Transcribe, word for word, all of the entries below, and exclude any pictures from the copy.

-- Records for the task follows --

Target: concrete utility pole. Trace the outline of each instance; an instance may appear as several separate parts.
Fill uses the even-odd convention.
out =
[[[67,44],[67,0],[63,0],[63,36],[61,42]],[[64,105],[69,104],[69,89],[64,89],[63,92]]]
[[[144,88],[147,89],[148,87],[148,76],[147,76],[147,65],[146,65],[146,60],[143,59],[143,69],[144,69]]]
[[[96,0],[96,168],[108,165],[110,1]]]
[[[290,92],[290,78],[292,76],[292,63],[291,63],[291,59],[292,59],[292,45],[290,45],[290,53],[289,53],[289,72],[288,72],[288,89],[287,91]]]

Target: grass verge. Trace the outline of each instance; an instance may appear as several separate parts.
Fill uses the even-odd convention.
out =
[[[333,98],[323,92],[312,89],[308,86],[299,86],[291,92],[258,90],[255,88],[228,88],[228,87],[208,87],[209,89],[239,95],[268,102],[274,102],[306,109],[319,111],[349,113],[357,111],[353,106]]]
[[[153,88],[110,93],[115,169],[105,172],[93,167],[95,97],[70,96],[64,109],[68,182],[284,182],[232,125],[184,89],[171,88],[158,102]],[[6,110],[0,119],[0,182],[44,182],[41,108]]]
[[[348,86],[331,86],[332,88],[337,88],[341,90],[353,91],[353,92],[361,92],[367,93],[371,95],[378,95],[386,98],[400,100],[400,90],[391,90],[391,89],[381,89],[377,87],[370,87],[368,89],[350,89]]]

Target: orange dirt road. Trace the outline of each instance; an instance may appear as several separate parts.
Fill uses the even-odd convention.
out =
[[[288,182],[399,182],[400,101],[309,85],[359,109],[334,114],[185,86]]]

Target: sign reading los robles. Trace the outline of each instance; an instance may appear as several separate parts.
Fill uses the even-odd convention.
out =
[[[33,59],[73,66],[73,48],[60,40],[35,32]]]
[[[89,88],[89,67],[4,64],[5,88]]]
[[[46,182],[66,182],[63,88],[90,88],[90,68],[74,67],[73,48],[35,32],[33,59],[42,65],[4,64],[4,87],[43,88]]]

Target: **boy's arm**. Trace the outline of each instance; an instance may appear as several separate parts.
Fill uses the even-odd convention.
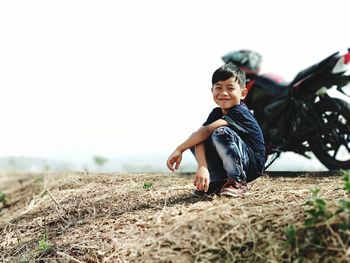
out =
[[[197,144],[200,144],[201,142],[204,142],[210,134],[220,126],[227,126],[228,123],[223,120],[219,119],[214,121],[213,123],[202,126],[193,133],[186,141],[181,143],[175,151],[169,156],[167,160],[167,166],[171,171],[175,171],[179,168],[181,160],[182,160],[182,153],[186,151],[187,149],[196,146]],[[174,167],[175,165],[175,167]]]

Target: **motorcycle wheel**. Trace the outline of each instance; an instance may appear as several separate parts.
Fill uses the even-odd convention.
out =
[[[310,141],[313,153],[329,170],[350,169],[350,104],[321,99],[315,113],[321,125]]]

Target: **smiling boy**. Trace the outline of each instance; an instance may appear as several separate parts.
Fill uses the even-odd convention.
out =
[[[198,163],[194,185],[198,195],[242,196],[248,190],[247,183],[263,172],[263,134],[241,102],[247,95],[245,82],[244,72],[236,65],[229,63],[218,68],[212,76],[212,94],[219,107],[167,160],[167,167],[175,171],[182,153],[194,147]]]

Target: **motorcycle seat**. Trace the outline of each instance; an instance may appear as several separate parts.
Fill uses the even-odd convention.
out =
[[[277,83],[265,76],[256,78],[255,85],[270,93],[274,98],[285,97],[288,95],[289,91],[287,83]]]

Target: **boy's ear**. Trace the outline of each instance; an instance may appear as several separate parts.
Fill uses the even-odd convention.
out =
[[[248,94],[248,90],[246,88],[241,91],[241,99],[243,100]]]

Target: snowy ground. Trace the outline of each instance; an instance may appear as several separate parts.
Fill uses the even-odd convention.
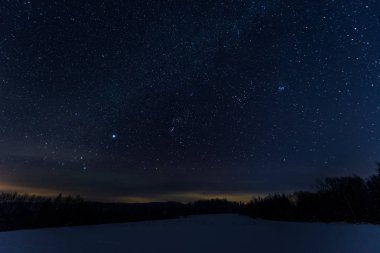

-- Records for the task concluded --

— Written response —
Target: concrete utility pole. Trace the outline of each instance; an instance may appear as several separate parts.
Fill uses the even-odd convention.
out =
[[[67,44],[67,0],[63,0],[63,36],[61,42]],[[64,105],[69,104],[69,89],[64,89],[63,92]]]
[[[144,88],[147,89],[148,87],[148,76],[147,76],[147,65],[146,65],[146,60],[143,59],[143,69],[144,69]]]
[[[96,0],[96,168],[108,165],[110,1]]]
[[[290,92],[290,78],[292,76],[292,63],[291,63],[291,59],[292,59],[292,45],[290,45],[290,53],[289,53],[289,72],[288,72],[288,89],[287,91]]]

Target: grass verge. Trace the outline of each instance; an instance may appear as several separate parts.
Fill uses the even-odd convention.
out =
[[[333,98],[323,92],[312,89],[308,86],[299,86],[291,92],[258,90],[255,88],[228,88],[228,87],[208,87],[209,89],[239,95],[268,102],[274,102],[306,109],[319,111],[349,113],[357,111],[353,106]]]
[[[153,88],[110,93],[115,169],[105,172],[93,167],[95,97],[70,96],[64,109],[68,182],[284,182],[232,125],[184,89],[171,88],[158,102]],[[6,110],[0,119],[0,182],[44,182],[41,108]]]
[[[348,86],[331,86],[332,88],[337,88],[341,90],[353,91],[353,92],[361,92],[367,93],[371,95],[378,95],[386,98],[400,100],[400,90],[391,90],[391,89],[381,89],[377,87],[370,87],[368,89],[350,89]]]

Target: orange dirt road. Trace the outline of each instance; an instance may appear as several separate parts.
Fill uses the even-odd convention.
out =
[[[288,182],[399,182],[400,101],[309,85],[359,109],[334,114],[185,86]]]

Target: sign reading los robles. Trace the outline of each instance; an instance may appear as several separate parts.
Fill uses the even-odd convention.
out =
[[[33,59],[73,66],[73,48],[60,40],[35,32]]]
[[[89,88],[89,67],[4,64],[5,88]]]
[[[46,182],[66,182],[63,88],[90,88],[90,68],[74,67],[73,48],[35,32],[33,59],[42,65],[4,64],[4,87],[43,88]]]

Target: **boy's arm**. Trace the outline of each instance; an instance may appear as several separate parts.
Fill uses the even-odd convention.
out =
[[[197,144],[200,144],[201,142],[204,142],[210,134],[220,126],[227,126],[228,123],[223,120],[219,119],[214,121],[213,123],[202,126],[193,133],[186,141],[181,143],[175,151],[169,156],[167,160],[167,166],[171,171],[175,171],[179,168],[181,160],[182,160],[182,153],[186,151],[187,149],[196,146]],[[174,167],[175,165],[175,167]]]

Target: **motorcycle wheel**. Trace the outline of each instance; an instance may appear as several separate parts.
Fill uses the even-odd convention.
out =
[[[310,141],[313,153],[329,170],[350,169],[350,104],[321,99],[315,113],[321,125]]]

Target: **smiling boy**. Trace the outline of each instance; an instance may appear as several separate parts.
Fill uses the even-odd convention.
out =
[[[198,163],[194,185],[198,195],[242,196],[248,190],[247,183],[263,172],[263,134],[241,102],[247,95],[245,82],[244,72],[236,65],[229,63],[218,68],[212,76],[212,94],[219,107],[167,160],[167,167],[175,171],[182,153],[194,147]]]

Target: **motorcycle seat**. Trace the outline of each instance; an instance may appear as several separate parts.
Fill uses the even-odd convention.
out =
[[[277,83],[265,76],[256,78],[255,85],[270,93],[274,98],[285,97],[288,95],[289,91],[287,83]]]

Target: **boy's ear**. Trace the outline of each instance; an instance may appear as several separate parts.
Fill uses the even-odd convention.
out =
[[[248,94],[248,90],[246,88],[241,91],[241,99],[243,100]]]

Target: snowy ground. Trace the outline of each instance; an instance may appear as several separate parts.
Fill uses the even-odd convention.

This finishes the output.